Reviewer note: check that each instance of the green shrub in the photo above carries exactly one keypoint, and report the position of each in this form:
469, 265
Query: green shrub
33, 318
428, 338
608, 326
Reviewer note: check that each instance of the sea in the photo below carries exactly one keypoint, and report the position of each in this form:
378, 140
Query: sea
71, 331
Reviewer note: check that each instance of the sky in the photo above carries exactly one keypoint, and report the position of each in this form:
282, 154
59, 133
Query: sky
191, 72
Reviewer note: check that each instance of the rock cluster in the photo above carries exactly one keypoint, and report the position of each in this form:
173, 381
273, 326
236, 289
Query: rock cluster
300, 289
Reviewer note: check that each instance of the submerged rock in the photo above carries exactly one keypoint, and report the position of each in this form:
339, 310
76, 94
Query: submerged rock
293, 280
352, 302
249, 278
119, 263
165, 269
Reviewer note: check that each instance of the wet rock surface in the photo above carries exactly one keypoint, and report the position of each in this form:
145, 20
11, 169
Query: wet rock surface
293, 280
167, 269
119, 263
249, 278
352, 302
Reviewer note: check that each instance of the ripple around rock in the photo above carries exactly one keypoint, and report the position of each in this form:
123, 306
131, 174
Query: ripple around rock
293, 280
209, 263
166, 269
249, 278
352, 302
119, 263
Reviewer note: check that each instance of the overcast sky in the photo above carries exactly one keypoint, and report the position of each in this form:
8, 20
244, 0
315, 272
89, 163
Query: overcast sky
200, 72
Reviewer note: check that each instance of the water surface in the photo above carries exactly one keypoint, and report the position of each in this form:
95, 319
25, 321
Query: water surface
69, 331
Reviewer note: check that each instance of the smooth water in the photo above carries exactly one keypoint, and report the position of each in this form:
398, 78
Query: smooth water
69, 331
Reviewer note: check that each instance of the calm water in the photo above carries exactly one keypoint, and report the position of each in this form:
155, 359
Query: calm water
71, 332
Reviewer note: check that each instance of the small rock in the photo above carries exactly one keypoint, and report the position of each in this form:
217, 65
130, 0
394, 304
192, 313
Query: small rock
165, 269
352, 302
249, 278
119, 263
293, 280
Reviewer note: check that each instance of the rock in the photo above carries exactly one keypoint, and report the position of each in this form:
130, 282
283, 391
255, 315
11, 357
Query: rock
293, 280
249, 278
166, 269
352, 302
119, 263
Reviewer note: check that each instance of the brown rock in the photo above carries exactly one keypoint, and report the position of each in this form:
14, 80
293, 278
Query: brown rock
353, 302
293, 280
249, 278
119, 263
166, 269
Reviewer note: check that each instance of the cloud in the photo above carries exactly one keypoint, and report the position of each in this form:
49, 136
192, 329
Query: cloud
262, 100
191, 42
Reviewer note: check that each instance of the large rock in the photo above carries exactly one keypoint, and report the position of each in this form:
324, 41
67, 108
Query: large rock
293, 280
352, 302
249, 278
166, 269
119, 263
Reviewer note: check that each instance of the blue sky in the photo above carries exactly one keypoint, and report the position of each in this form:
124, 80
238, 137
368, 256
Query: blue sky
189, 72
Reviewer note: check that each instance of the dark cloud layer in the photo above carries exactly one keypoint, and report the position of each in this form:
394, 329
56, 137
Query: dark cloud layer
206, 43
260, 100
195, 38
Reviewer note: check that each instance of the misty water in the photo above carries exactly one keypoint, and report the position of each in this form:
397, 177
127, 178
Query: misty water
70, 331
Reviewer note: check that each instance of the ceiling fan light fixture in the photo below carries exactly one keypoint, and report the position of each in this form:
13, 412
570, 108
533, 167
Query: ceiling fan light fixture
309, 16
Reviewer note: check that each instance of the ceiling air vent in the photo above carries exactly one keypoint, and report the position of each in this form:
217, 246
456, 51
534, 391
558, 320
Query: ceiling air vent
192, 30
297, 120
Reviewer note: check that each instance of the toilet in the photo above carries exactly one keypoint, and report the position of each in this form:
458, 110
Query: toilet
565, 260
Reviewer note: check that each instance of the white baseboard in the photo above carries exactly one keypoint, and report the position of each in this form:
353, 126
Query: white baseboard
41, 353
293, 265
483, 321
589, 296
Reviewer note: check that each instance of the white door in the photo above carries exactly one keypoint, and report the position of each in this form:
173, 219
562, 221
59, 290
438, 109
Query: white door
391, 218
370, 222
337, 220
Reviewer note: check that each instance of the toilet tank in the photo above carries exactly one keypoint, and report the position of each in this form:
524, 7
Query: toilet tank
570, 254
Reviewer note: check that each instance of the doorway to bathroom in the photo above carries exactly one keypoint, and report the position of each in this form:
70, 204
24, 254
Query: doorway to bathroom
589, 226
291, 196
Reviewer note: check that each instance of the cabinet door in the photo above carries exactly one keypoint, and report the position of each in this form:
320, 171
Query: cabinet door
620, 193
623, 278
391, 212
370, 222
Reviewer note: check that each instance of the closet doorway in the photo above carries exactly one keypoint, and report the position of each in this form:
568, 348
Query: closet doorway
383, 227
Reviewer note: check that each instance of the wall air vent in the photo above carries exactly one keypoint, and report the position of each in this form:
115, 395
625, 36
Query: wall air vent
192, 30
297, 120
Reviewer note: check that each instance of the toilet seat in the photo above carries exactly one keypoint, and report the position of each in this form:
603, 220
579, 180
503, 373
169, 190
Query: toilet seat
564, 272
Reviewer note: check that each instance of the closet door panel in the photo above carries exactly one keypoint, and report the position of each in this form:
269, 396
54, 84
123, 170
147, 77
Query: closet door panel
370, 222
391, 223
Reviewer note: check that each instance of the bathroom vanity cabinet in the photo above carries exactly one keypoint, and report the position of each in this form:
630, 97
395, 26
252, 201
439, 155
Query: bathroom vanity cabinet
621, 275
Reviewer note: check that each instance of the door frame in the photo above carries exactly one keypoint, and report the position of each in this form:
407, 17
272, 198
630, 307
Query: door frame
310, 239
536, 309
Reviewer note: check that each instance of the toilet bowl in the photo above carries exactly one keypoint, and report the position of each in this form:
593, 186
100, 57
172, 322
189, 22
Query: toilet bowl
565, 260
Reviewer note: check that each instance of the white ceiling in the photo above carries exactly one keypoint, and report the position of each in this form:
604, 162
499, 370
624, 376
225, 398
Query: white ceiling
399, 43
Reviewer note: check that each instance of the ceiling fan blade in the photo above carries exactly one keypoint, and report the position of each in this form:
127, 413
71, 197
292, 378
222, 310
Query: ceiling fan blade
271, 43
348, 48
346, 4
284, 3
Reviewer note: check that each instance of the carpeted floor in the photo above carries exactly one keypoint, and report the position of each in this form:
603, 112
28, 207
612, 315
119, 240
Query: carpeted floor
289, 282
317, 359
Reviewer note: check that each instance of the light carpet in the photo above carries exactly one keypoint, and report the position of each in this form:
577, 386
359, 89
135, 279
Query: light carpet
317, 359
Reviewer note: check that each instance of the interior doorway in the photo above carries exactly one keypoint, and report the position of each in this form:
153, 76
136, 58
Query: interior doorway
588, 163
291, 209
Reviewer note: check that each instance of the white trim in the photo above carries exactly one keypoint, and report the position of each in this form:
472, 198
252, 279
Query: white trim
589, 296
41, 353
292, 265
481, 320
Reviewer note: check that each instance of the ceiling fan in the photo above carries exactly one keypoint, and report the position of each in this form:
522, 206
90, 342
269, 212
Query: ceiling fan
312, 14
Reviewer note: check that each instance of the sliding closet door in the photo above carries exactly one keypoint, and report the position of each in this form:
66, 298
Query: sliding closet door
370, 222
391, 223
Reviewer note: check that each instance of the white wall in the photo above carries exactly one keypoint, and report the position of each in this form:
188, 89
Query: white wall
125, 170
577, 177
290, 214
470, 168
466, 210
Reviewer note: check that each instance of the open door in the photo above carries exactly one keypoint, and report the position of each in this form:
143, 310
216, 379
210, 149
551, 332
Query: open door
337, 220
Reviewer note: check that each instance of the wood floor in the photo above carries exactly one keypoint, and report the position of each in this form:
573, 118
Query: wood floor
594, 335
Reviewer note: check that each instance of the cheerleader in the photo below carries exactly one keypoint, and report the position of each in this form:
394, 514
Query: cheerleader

· · ·

§ **Problem statement**
Rescale everything from the line containing "Reviewer note: check that each instance of the wood" down to the end of the listing, both ends included. Write each of those lines out again, changing only the keypoint coordinates in the answers: multiply each by 2.05 and round to whole numbers, halves up.

§ **Task output**
Reviewer note: check that each instance of the wood floor in the photo above carries exactly one keypoint, and report the position of each in this form:
573, 118
Query: wood floor
1218, 687
Reviewer note: check that each instance of the cheerleader in the photo below carries exactly one keypoint, and report the position of each in this form:
394, 514
Query: cheerleader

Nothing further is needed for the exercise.